*Task inputs*.
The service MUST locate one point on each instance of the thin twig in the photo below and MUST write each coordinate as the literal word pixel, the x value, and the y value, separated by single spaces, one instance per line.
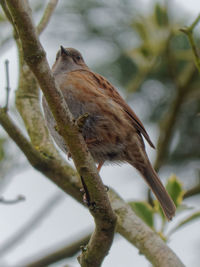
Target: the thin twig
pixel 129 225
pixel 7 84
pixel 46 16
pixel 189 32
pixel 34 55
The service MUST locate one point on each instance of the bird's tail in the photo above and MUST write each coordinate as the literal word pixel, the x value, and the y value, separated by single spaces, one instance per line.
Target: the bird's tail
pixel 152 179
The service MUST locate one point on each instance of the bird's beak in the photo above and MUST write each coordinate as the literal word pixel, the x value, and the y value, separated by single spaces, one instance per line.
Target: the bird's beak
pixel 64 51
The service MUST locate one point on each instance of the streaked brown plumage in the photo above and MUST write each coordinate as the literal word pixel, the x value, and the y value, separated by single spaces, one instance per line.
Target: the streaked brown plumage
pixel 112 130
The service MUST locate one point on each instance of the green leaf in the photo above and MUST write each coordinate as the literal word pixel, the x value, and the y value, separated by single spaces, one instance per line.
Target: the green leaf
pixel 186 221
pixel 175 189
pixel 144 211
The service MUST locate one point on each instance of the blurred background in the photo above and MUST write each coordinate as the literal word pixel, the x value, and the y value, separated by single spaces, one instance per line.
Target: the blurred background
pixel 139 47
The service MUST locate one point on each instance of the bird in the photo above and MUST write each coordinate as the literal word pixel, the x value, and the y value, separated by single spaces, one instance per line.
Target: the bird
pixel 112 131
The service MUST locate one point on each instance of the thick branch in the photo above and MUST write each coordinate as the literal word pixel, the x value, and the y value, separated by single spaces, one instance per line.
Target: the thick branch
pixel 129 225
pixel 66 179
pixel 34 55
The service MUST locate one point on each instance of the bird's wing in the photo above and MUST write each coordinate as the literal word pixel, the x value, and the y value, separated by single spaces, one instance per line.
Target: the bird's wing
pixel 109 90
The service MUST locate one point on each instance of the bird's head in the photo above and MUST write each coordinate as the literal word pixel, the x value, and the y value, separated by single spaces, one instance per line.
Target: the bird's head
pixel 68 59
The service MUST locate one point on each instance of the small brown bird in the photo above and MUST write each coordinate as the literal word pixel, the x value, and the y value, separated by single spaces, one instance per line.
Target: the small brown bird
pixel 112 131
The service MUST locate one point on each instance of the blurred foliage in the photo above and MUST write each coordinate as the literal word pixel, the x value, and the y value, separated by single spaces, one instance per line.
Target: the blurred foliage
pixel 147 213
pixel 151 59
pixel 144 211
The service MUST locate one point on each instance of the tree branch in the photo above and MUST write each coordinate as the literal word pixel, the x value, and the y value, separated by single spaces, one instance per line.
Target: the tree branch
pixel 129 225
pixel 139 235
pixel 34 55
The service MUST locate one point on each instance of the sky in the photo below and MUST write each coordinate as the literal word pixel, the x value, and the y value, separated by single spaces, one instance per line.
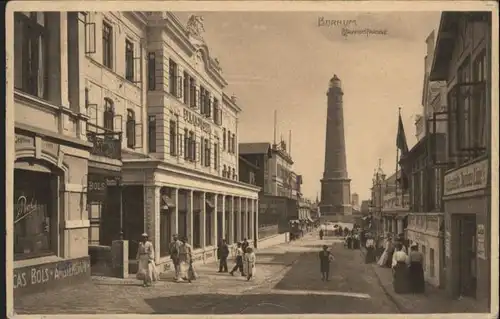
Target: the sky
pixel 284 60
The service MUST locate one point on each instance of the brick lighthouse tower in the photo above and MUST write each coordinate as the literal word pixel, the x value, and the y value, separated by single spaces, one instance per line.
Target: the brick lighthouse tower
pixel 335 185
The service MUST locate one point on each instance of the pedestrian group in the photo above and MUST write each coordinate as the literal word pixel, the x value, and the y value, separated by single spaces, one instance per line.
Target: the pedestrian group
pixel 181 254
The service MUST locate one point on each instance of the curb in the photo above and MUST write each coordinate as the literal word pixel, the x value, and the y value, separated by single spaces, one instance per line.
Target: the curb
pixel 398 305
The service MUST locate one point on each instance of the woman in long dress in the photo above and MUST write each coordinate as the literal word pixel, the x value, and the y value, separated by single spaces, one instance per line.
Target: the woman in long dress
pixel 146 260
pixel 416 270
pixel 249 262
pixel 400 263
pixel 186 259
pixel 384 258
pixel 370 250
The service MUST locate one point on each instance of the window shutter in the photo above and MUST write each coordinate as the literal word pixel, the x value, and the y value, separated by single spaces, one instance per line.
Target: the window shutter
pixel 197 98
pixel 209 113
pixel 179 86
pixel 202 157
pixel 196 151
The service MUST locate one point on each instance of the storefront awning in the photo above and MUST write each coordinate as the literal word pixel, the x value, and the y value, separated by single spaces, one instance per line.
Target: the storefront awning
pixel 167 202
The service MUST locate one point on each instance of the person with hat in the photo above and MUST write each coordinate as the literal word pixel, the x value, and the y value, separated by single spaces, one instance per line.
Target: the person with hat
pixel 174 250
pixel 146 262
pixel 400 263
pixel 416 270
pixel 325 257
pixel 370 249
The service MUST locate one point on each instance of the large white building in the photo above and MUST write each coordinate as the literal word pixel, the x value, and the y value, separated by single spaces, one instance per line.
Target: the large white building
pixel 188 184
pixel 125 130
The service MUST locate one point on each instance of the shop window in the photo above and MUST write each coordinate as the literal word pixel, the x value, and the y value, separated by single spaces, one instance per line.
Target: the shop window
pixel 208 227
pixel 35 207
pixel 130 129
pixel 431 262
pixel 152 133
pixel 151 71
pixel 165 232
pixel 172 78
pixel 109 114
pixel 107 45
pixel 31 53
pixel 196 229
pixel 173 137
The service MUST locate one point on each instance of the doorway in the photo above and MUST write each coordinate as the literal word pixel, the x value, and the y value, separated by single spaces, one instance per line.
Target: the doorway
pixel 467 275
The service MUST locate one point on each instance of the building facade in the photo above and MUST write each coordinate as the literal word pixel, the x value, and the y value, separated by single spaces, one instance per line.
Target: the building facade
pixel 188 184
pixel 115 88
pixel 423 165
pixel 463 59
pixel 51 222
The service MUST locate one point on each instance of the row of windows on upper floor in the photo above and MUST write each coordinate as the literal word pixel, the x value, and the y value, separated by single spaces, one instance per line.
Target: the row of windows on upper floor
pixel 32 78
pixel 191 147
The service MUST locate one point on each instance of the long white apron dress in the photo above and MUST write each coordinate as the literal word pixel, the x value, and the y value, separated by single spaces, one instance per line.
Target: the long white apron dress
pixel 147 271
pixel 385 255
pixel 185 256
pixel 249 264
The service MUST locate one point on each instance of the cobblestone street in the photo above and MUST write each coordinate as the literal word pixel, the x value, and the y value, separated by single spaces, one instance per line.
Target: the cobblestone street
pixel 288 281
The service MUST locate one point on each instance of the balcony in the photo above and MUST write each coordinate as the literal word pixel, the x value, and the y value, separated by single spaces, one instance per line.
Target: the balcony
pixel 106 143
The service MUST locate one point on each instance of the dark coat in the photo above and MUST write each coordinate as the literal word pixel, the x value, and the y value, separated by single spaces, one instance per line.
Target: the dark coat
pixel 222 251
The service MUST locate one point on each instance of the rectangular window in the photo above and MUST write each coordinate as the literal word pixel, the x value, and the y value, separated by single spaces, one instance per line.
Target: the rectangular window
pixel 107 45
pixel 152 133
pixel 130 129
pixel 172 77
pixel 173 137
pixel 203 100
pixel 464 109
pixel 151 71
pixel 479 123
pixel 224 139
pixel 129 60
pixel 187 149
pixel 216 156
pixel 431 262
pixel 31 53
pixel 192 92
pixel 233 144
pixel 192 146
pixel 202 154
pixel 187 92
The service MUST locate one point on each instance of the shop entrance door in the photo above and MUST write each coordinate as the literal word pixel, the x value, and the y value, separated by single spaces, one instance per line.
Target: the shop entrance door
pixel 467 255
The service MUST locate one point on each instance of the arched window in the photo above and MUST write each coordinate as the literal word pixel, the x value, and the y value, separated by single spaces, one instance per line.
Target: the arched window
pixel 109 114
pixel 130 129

*Prompt*.
Turn all the material above into a numbered list with one line per item. Skip blank lines and leave out the pictures.

*Worked answer*.
1. The service MUST locate one point on each instance of the thin twig in the photo below and MUST write each coordinate as the literal word pixel, the x value, and the y value, separated by single spaces, one instance per line.
2. Target: the thin twig
3. pixel 129 225
4. pixel 7 84
5. pixel 46 16
6. pixel 189 32
7. pixel 34 55
8. The service MUST locate one point on each instance of the bird's tail in the photo above and MUST write each coordinate as the literal word pixel, the x value, and the y value, separated by single spaces, one instance per line.
9. Target: the bird's tail
10. pixel 152 179
11. The service MUST locate one point on each instance of the bird's beak in the photo above and MUST write each coordinate as the literal word pixel, the x value, and the y value, separated by single spaces, one instance per line.
12. Target: the bird's beak
13. pixel 64 51
14. The service MUST locate one point on each instance of the streaked brown plumage in the photo above and MUST write each coordinate as the literal word pixel, the x value, and the y value, separated by single spaces, one instance per line.
15. Target: the streaked brown plumage
16. pixel 112 130
17. The service MUST locate one point on each instance of the green leaf in the photo above and MUST write each coordinate as the literal word pixel, the x value, and the y value, separated by single spaces, one instance per line.
18. Target: the green leaf
19. pixel 186 221
20. pixel 175 189
21. pixel 144 211
22. The service MUST locate one point on each instance of the blurred background in the photo above and MUST write each coordinate as the literal word pixel, the x value, and the y value, separated by single spaces, one instance per line.
23. Target: the blurred background
24. pixel 139 47
25. The service MUST locate one point on each instance of the bird in the photo above and MUST write each coordinate as the literal word pixel, the x value, and the y value, separated by single spaces, one instance per line.
26. Target: the bird
27. pixel 112 131
28. The service MUST locate one point on each instance of the thick branch in the photo above and MUST write each coordinate as the literal word pixel, the x value, and the y value, separated by single spaces, one instance per line.
29. Target: the thick branch
30. pixel 129 225
31. pixel 66 179
32. pixel 34 55
33. The service MUST locate one point on each instance of the bird's wing in the photo above and MUST write each coordinate as the literal word pixel, the x value, and the y value, separated by single spaces, one instance per line.
34. Target: the bird's wing
35. pixel 109 90
36. The service MUST locate one point on each instance of the bird's head in the photo above and MUST write each coordinate as the literal word pixel, the x value, and the y value, separated by single spaces, one instance per line.
37. Target: the bird's head
38. pixel 68 59
39. The service MUST locate one point on each instance of the small brown bird in the photo above and MUST write each coordinate as the literal word pixel, the x value, and the y value, separated by single spaces, one instance per line.
40. Target: the small brown bird
41. pixel 112 131
42. The service MUST locate one point on each instance of the blurred foliage in the photo above and MUST write each coordinate as the literal word pixel, the x value, and the y value, separated by single spaces, one instance per line.
43. Target: the blurred foliage
44. pixel 147 213
45. pixel 151 59
46. pixel 144 211
47. The service MUST locate one point on each instance of the tree branch in the photo above and MUST write each coordinate as the literal word pixel, the x value, and the y value, separated by single spaces, one instance per line.
48. Target: the tree branch
49. pixel 129 225
50. pixel 139 235
51. pixel 34 55
52. The service MUST locate one point on each instance of the sky in the photo below and MUST write each coordinate as the literal word pixel, the x value, and the y value, separated by single spaces, one instance per line.
53. Target: the sky
54. pixel 284 60
55. The service MUST locate one point on each instance of the brick lighthouse tower in the photo above and MUST write each coordinate as the literal word pixel, the x value, and the y value, separated by single spaces, one instance per line.
56. Target: the brick lighthouse tower
57. pixel 335 185
58. The service MUST locate one point on each instance of the pedestrian group in the photo above and MUST write each coordinate as the literal word pixel, the x value, and the y value, separated by single spaces, one instance per line.
59. Target: the pedestrian group
60. pixel 181 254
61. The service MUST locate one point on each instance of the curb in the photo above and MUST write each coordinate as the literal word pixel, the x value, and the y value, separated by single spaces, one instance per line.
62. Target: the curb
63. pixel 398 305
64. The service MUST locate one point on each instance of the woman in long dress in the photo above and MUST write each coordinate as the literal word pixel, the x value, and the y value, separated by single spaces, one instance per line.
65. Target: the woman in long dress
66. pixel 146 260
67. pixel 416 270
68. pixel 249 262
69. pixel 400 263
70. pixel 186 259
71. pixel 384 258
72. pixel 370 250
73. The service MUST locate one point on each instance of the window shutter in the photo above and MUST write each coordinate as the literal word pixel, the x value, and the y value, separated by single spaces, one instance per line.
74. Target: the window shutter
75. pixel 197 98
76. pixel 209 113
77. pixel 179 86
78. pixel 202 157
79. pixel 196 151
80. The service MUST locate one point on each instance of the storefront awning in the photo above and MUST write each coordinate as the literal word pixel, the x value, and the y value, separated by single spaces, one instance per line.
81. Target: the storefront awning
82. pixel 167 202
83. The service MUST locate one point on each instance of the person with hat in the photo above and MUST write each coordinate as the literal word pixel, the x value, and the y value, separated by single spaces, one instance per line.
84. Target: the person with hat
85. pixel 174 250
86. pixel 146 262
87. pixel 400 263
88. pixel 416 270
89. pixel 325 257
90. pixel 370 249
91. The service MUST locate one point on each instance of the large white building in the photo above and MUST write each coordinate as the literal word pixel, the x value, and the y value, separated by single spaces, one instance per line.
92. Target: the large white building
93. pixel 188 184
94. pixel 125 130
95. The service MUST locate one point on each instance of the shop window in the photo above and MUST write each coordinate as the literal word pixel, the x value, and the y value, separated by single spaces, one instance per line.
96. Target: the shop window
97. pixel 208 227
98. pixel 35 207
99. pixel 130 129
100. pixel 431 262
101. pixel 152 133
102. pixel 151 71
103. pixel 165 232
104. pixel 172 78
105. pixel 109 114
106. pixel 107 45
107. pixel 31 53
108. pixel 196 229
109. pixel 173 137
110. The service MUST locate one point on each instance of the doorway in the photo above and MUST write each coordinate as the literal word pixel, the x value, and the y value, separated by single spaces, one instance per line.
111. Target: the doorway
112. pixel 467 275
113. The service MUST locate one point on each instance of the building facade in the photo above and MUST write each coordinate as the literal word pixel, the x value, and the y value, separated by single spaces, one instance per line.
114. Target: the building facade
115. pixel 188 184
116. pixel 115 88
117. pixel 423 165
118. pixel 463 59
119. pixel 51 222
120. The service MUST locate one point on each instance of the row of windows on upper floor in the photo above and MUST write each coordinate as the literal word pixel, the x value, and the y value, separated by single spaces, one instance per line.
121. Target: the row of windows on upper floor
122. pixel 32 78
123. pixel 191 147
124. The service MUST locate one point on each instance of the long white apron dress in the photo above and MUST write each coordinate as the literal word pixel, the x value, and the y value, separated by single spaces, one instance per line.
125. Target: the long white apron dress
126. pixel 147 271
127. pixel 385 255
128. pixel 185 256
129. pixel 249 264
130. The service MUST locate one point on each instance of the cobblestone street in the photo above and MUST write each coordinate as the literal word pixel, the x value, and the y value, separated by single spaces, one instance per line.
131. Target: the cobblestone street
132. pixel 288 281
133. The service MUST locate one point on each instance of the balcony in the photo above and MUST write each coordinate as the literal word pixel, the x value, and the y value, separated by single spaces, one instance per line.
134. Target: the balcony
135. pixel 106 143
136. The service MUST locate one point on each instance of the dark coat in the photo above and MUST write each coordinate as the literal word pixel, the x value, and the y value, separated by single spaces, one instance per line.
137. Target: the dark coat
138. pixel 222 251
139. The service MUST locate one point on each instance of the rectangular window in the photo above and MUST write each coordinate as the literal word pixel, the x value, and the y value, separated by single spaces, one instance per line.
140. Target: the rectangular window
141. pixel 107 45
142. pixel 152 133
143. pixel 130 129
144. pixel 172 77
145. pixel 173 137
146. pixel 203 100
147. pixel 464 109
148. pixel 151 71
149. pixel 479 123
150. pixel 224 139
151. pixel 129 60
152. pixel 187 149
153. pixel 216 156
154. pixel 431 262
155. pixel 31 53
156. pixel 192 92
157. pixel 233 144
158. pixel 192 146
159. pixel 202 154
160. pixel 187 92
161. The service MUST locate one point on each instance of the shop entrance door in the photo above and MUST write each coordinate as the literal word pixel, the x value, and the y value, separated by single spaces, one instance per line.
162. Target: the shop entrance door
163. pixel 467 255
164. The service MUST locate one point on each instance of the arched window in the photo above and MUST write each coordinate as the literal word pixel, the x value, and the y value, separated by single spaces, one instance per line.
165. Target: the arched window
166. pixel 109 114
167. pixel 130 129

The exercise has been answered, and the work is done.